» GIVEN ENTRIES

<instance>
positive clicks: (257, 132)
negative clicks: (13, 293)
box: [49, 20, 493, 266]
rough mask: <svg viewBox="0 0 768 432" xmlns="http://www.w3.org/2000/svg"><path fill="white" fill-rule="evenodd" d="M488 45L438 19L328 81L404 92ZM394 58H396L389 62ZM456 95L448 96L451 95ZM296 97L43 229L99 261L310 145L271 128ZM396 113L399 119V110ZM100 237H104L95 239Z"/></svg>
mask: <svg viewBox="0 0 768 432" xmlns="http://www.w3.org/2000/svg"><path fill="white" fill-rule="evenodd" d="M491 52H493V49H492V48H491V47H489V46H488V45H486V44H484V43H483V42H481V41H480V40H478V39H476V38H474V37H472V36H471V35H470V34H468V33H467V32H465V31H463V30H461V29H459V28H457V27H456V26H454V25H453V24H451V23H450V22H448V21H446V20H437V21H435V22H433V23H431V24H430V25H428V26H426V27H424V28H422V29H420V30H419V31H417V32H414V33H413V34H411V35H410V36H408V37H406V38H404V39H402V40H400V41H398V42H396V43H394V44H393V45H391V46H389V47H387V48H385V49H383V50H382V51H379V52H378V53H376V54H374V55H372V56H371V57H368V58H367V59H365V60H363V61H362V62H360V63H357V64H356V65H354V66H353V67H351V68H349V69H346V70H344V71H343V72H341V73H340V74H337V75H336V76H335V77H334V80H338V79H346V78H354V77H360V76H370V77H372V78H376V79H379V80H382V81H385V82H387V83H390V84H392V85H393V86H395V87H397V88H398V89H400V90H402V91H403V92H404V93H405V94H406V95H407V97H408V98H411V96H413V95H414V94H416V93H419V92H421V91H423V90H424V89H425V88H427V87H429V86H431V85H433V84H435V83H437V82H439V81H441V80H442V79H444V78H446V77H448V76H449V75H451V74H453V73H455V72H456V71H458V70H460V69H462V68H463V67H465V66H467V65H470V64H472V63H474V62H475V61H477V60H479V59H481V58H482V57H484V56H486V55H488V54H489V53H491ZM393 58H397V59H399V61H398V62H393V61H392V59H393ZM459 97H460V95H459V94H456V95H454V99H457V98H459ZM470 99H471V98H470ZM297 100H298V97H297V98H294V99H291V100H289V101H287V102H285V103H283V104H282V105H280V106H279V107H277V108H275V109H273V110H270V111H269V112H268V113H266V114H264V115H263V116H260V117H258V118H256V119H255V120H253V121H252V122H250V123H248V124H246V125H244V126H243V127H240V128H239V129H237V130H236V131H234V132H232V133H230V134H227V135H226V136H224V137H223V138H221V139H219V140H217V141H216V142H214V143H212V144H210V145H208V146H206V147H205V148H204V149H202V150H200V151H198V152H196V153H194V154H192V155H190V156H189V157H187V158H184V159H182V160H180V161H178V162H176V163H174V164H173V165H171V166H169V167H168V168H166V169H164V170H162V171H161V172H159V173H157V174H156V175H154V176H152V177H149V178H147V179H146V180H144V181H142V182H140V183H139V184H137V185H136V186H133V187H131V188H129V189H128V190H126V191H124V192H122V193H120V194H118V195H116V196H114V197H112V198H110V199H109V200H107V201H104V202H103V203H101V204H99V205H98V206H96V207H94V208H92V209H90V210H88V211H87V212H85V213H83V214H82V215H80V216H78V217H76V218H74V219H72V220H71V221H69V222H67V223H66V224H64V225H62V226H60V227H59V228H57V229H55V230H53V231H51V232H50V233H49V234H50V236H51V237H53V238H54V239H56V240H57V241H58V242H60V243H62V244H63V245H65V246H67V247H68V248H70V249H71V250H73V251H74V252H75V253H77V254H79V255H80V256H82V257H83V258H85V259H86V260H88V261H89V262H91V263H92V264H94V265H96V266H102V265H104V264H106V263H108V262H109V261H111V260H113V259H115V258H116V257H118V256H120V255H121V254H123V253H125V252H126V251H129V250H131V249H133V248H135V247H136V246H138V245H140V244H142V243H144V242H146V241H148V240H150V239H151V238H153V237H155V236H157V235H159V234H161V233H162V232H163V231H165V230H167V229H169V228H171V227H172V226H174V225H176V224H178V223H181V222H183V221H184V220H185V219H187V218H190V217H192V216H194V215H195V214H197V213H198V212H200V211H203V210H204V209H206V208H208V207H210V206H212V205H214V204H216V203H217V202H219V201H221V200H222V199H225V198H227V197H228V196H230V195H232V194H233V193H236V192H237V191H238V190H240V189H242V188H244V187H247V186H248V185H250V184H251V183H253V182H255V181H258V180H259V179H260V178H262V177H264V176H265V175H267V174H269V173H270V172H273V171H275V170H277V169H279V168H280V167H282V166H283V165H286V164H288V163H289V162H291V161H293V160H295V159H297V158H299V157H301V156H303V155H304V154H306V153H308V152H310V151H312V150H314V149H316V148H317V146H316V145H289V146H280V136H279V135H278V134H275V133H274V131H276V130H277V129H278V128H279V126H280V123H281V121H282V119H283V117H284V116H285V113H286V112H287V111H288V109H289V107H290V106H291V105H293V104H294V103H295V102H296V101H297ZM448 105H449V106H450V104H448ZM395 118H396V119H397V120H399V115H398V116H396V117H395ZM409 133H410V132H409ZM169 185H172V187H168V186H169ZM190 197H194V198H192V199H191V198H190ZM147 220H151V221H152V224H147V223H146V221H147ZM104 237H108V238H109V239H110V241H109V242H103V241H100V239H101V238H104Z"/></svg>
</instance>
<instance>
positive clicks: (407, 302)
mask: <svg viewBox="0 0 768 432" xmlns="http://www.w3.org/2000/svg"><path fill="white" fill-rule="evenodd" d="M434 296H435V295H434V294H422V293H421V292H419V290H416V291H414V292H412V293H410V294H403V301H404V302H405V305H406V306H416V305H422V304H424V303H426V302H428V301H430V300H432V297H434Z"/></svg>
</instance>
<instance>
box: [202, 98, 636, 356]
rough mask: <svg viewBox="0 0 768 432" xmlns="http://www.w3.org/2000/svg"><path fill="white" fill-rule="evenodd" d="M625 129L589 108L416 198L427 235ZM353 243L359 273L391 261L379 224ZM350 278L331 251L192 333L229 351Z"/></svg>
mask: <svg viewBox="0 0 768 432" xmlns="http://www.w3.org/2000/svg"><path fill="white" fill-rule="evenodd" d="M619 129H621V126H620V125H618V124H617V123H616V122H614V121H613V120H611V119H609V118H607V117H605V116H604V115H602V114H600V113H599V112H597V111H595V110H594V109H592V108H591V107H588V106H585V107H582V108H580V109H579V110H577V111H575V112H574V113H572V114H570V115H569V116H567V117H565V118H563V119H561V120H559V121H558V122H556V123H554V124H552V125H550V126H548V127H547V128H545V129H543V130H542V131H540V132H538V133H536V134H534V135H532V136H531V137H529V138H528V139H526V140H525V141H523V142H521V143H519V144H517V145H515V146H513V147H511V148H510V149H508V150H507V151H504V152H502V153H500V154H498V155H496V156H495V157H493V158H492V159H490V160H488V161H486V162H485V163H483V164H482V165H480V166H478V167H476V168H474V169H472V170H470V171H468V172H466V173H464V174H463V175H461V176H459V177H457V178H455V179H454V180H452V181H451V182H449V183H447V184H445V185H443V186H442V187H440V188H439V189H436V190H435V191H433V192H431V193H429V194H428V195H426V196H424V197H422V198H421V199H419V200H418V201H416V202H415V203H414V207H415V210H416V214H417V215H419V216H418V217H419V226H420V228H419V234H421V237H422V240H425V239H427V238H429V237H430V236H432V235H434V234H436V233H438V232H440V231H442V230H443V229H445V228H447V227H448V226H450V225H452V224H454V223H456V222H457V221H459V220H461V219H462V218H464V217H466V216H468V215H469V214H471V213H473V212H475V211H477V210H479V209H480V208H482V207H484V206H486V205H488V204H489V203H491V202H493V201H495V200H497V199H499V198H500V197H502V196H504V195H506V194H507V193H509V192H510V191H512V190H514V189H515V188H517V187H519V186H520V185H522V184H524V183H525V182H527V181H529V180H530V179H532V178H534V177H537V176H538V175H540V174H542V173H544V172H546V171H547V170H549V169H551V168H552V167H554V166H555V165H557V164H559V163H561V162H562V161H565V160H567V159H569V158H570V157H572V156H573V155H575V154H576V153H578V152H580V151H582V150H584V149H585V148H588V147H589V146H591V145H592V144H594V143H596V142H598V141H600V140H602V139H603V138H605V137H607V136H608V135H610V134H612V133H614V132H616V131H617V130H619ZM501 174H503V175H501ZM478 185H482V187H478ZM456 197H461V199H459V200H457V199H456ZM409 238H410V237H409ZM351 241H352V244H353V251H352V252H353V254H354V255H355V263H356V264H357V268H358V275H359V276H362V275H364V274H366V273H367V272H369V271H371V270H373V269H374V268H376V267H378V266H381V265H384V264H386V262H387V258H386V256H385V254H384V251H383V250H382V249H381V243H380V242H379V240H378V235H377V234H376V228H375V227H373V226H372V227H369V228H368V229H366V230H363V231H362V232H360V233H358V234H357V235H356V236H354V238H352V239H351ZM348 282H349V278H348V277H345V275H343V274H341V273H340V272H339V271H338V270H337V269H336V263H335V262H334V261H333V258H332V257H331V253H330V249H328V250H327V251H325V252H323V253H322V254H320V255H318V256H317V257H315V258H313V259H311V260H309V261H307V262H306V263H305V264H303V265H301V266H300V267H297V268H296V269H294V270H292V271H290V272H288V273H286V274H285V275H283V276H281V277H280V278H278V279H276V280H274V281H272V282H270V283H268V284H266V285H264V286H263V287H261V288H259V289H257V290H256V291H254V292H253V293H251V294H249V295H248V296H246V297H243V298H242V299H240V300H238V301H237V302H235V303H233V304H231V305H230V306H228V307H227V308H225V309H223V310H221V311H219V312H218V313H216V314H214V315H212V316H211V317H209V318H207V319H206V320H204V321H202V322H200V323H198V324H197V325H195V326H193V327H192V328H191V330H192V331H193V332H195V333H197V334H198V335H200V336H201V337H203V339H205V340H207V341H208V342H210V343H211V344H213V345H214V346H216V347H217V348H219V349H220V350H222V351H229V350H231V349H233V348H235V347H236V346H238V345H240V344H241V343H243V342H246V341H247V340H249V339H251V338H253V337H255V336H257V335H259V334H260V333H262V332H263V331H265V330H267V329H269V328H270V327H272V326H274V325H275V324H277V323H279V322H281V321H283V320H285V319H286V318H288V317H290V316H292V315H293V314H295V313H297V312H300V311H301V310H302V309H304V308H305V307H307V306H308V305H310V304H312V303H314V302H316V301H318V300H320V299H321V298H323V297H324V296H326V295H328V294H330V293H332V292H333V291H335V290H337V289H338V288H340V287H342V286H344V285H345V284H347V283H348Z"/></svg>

» TASK INSTRUCTIONS
Please rewrite the records from their first line through the line containing "45L438 19L328 81L404", inclusive, changing "negative clicks" to "negative points" and leaving everything else the same.

» RESPONSE
<instance>
positive clicks: (257, 132)
negative points: (13, 293)
box: [49, 20, 493, 266]
rough mask: <svg viewBox="0 0 768 432" xmlns="http://www.w3.org/2000/svg"><path fill="white" fill-rule="evenodd" d="M488 45L438 19L328 81L404 92ZM394 58H396L389 62ZM456 95L448 96L451 95ZM296 97L43 229L99 261L310 145L271 128ZM396 113L399 119V110ZM100 237H104L95 239Z"/></svg>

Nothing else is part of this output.